_Document passage_.
(begin)
A common choice is cal_fraction=0.25.

Choosing `alpha`¶

`alpha`	Coverage target	Typical use case
0.01	99%	Safety-critical applications
0.05	95%	Standard scientific inference
0.10	90%	Exploratory analysis
0.20	80%	Screening / ranking

Full example: comparing conformal methods¶

import numpy as np
from fdars import Fdata
from fdars.conformal import conformal_fregre_lm, conformal_fregre_np

np.random.seed(123)
n_train, n_test, m = 300, 100, 81
t = np.linspace(0, 1, m)
beta_true = np.exp(-((t - 0.5)**2) / 0.02)

def make_data(n):
    raw = np.zeros((n, m))
    for i in range(n):
        raw[i] = sum(
            np.random.randn() * np.sin((2*k+1) * np.pi * t)
            for k in range(4)
        ) + 0.2 * np.random.randn(m)
    fd = Fdata(raw, argvals=t)
    resp = np.trapz(fd.data * beta_true, fd.argvals, axis=1) + 0.4 * np.random.randn(n)
    return fd, resp

fd_train, train_resp = make_data(n_train)
fd_test, test_resp = make_data(n_test)
(end)
_Stated task A_.
Reproduce the entries from the line with "Would you say there is any white" up to and including the line with "left=215, top=307, right=548, bottom=344", with no changes.
The documentation excerpt and the entries have no connection to each other.

_Data to process_.
(begin)
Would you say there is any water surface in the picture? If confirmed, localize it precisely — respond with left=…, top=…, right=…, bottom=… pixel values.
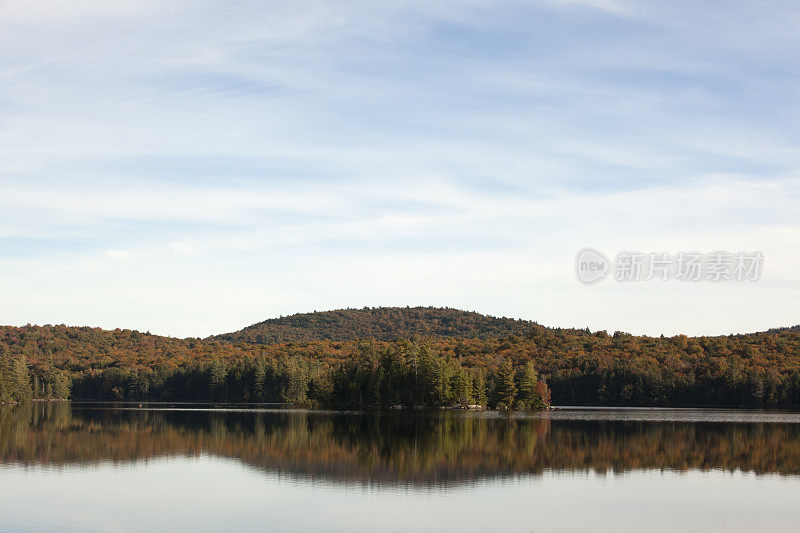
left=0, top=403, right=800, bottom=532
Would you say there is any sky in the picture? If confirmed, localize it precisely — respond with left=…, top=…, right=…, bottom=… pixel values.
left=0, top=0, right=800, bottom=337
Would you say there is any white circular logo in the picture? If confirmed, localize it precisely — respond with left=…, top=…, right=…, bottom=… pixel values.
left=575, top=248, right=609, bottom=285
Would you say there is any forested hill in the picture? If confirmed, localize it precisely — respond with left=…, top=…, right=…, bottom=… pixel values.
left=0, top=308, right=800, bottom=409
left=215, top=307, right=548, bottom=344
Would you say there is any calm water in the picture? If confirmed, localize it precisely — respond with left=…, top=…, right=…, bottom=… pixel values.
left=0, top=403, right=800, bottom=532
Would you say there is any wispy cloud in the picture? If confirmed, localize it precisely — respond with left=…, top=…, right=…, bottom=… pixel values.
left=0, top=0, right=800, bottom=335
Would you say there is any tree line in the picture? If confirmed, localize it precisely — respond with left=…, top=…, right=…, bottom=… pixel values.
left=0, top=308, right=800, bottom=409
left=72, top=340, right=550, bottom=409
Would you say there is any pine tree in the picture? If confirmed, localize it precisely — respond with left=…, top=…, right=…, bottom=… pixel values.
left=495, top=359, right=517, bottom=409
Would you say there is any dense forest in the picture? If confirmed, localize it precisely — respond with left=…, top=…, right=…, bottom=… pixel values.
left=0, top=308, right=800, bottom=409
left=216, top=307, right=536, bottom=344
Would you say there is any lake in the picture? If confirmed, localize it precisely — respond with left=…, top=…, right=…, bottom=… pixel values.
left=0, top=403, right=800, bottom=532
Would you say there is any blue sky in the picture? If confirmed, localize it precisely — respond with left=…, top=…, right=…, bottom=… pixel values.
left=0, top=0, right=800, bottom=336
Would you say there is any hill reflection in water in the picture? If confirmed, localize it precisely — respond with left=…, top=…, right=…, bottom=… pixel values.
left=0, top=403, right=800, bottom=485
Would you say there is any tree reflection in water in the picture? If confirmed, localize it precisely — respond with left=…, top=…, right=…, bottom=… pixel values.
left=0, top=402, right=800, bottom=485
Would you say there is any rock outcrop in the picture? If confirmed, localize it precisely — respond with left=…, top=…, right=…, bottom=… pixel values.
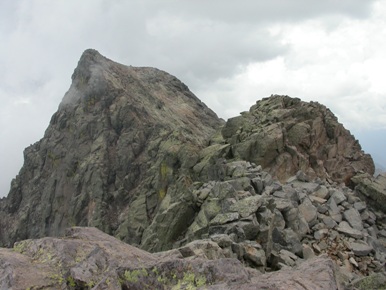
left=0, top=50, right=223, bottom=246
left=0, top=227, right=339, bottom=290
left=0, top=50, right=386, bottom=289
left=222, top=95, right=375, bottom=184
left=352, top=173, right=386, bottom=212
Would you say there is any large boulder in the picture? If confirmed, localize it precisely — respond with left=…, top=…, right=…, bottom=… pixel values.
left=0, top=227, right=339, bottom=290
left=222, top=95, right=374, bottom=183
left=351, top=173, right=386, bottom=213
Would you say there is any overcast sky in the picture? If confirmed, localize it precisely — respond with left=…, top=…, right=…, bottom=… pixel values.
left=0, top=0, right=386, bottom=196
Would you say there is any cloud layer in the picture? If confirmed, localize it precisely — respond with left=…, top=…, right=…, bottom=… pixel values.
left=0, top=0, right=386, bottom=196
(end)
_Stated task B_.
In the documentation excerpt, write out the section from "n_train, n_test, m" up to and including "k in range(4)" again, renaming "raw" to "curves" wherever it appears.

_Solution A_.
Would you say there is any white circular logo in the picture? If confirmed, localize it precisely — respond with left=…, top=…, right=…, bottom=… pixel values.
left=575, top=248, right=609, bottom=285
Would you say there is any forested hill in the picture? If confirmed, localize it precisely — respond with left=…, top=…, right=…, bottom=… pixel values.
left=0, top=308, right=800, bottom=409
left=215, top=307, right=548, bottom=344

_Solution B_.
n_train, n_test, m = 300, 100, 81
t = np.linspace(0, 1, m)
beta_true = np.exp(-((t - 0.5)**2) / 0.02)

def make_data(n):
    curves = np.zeros((n, m))
    for i in range(n):
        curves[i] = sum(
            np.random.randn() * np.sin((2*k+1) * np.pi * t)
            for k in range(4)